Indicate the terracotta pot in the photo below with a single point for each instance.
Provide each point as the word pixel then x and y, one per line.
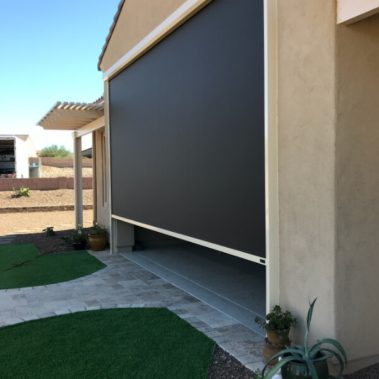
pixel 97 242
pixel 79 245
pixel 297 370
pixel 269 351
pixel 279 338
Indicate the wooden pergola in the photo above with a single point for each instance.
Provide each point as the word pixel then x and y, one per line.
pixel 81 119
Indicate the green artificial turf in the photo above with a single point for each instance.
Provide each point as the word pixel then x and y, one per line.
pixel 23 266
pixel 117 343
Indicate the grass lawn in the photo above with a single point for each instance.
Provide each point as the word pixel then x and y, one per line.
pixel 23 266
pixel 117 343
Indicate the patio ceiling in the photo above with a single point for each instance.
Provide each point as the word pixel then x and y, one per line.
pixel 72 115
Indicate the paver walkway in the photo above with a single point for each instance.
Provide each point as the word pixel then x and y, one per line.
pixel 123 284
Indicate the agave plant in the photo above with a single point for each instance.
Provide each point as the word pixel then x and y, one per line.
pixel 308 356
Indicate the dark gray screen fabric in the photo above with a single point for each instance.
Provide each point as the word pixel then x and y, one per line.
pixel 187 130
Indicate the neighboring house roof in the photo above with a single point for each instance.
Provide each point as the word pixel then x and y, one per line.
pixel 72 115
pixel 111 30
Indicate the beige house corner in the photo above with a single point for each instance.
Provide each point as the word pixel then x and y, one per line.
pixel 84 119
pixel 322 152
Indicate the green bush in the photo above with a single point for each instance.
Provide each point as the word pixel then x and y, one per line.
pixel 21 192
pixel 55 151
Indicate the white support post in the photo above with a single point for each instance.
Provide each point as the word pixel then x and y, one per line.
pixel 271 156
pixel 78 186
pixel 94 175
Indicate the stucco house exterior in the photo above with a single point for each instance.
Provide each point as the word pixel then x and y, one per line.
pixel 15 151
pixel 249 129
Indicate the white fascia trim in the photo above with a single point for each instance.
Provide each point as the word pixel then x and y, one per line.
pixel 189 8
pixel 210 245
pixel 91 127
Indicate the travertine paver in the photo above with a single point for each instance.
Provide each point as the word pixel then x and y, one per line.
pixel 124 284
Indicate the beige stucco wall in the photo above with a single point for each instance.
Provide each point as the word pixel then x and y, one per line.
pixel 328 153
pixel 357 181
pixel 137 19
pixel 328 112
pixel 306 140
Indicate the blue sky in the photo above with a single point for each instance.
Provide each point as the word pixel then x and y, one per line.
pixel 48 52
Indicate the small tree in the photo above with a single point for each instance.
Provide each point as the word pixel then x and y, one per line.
pixel 55 151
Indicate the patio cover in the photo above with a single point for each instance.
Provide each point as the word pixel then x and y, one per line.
pixel 72 115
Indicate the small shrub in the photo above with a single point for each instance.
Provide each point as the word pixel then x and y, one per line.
pixel 21 192
pixel 277 319
pixel 98 230
pixel 55 151
pixel 49 231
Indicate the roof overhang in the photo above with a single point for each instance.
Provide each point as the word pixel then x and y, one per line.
pixel 72 116
pixel 350 11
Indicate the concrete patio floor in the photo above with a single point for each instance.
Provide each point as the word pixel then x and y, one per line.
pixel 123 284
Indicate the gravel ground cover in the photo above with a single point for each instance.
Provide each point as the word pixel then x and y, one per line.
pixel 35 222
pixel 371 372
pixel 43 198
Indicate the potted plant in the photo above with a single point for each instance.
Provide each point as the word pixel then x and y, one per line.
pixel 79 238
pixel 305 361
pixel 98 238
pixel 277 325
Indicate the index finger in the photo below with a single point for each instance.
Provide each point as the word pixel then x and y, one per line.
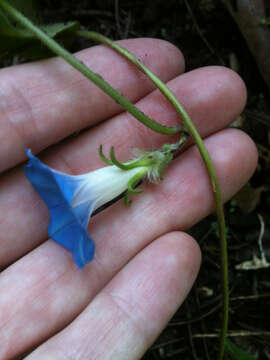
pixel 43 102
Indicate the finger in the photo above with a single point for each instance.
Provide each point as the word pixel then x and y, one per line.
pixel 134 307
pixel 47 277
pixel 43 102
pixel 25 223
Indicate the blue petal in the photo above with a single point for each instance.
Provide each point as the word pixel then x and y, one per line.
pixel 68 225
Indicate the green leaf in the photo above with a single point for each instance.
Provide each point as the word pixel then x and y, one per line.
pixel 235 352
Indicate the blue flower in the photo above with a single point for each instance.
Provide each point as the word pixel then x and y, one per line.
pixel 72 199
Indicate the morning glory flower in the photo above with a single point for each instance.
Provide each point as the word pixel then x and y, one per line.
pixel 71 199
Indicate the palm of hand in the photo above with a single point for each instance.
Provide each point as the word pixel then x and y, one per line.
pixel 144 265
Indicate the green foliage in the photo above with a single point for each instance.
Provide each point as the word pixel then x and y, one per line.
pixel 15 40
pixel 235 352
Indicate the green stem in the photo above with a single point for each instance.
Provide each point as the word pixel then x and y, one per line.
pixel 188 125
pixel 95 78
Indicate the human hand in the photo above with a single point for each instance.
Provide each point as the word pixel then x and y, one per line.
pixel 144 264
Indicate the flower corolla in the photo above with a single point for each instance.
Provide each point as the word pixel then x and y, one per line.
pixel 71 199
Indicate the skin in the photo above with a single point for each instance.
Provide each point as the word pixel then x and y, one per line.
pixel 145 264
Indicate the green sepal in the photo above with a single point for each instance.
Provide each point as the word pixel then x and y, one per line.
pixel 103 157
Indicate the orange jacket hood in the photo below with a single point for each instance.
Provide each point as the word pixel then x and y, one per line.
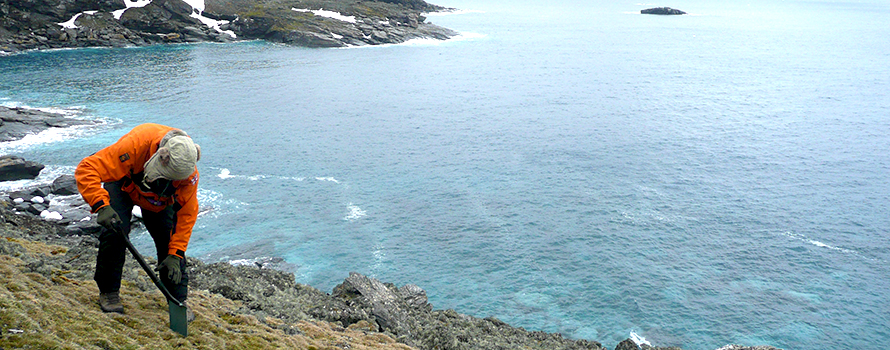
pixel 126 158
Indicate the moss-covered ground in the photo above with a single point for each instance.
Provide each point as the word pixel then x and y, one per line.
pixel 58 312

▶ **Short problem**
Omit the pictures and please write out exactly the lines between the one containing "Indicate the palm" and the last line of the entries, both included.

▶ **Correct answer**
Indicate the palm of hand in the photo above with a single point for each instance.
Provide each point as the word pixel then x and y, one per line.
pixel 144 265
Indicate the green foliage in the photo above with a single point for each instance.
Provide each point as the word pixel then x and y, one per line.
pixel 15 40
pixel 235 352
Indicate the green stem in the photo above with a single point for each instance.
Provide each point as the word pixel then x and y, one per line.
pixel 188 125
pixel 95 78
Indicate the human hand in the photo above with a single point for each instance.
Provide each point as the word pixel then x and y, one per line.
pixel 144 264
Indicate the flower corolla in the photo above with a single point for each instance.
Provide each point as the word pixel then x and y, one per line.
pixel 71 199
Indicate the skin in the photo above with a single point for each instance.
Provide each point as the word pixel then x and y, one per line.
pixel 145 264
Indicate the green sepal in the photo above with a single point for each instance.
Provide each point as the word pixel then x and y, one per line.
pixel 103 157
Indicate the orange jacket hood in the photo below with a single point for each instance.
Provide each point as the word pixel then x and y, one per line.
pixel 126 158
Indicate the moss-covered ground in the photo above with a single point for each instance.
Provide each point as the word pixel then x and y, one per line.
pixel 58 312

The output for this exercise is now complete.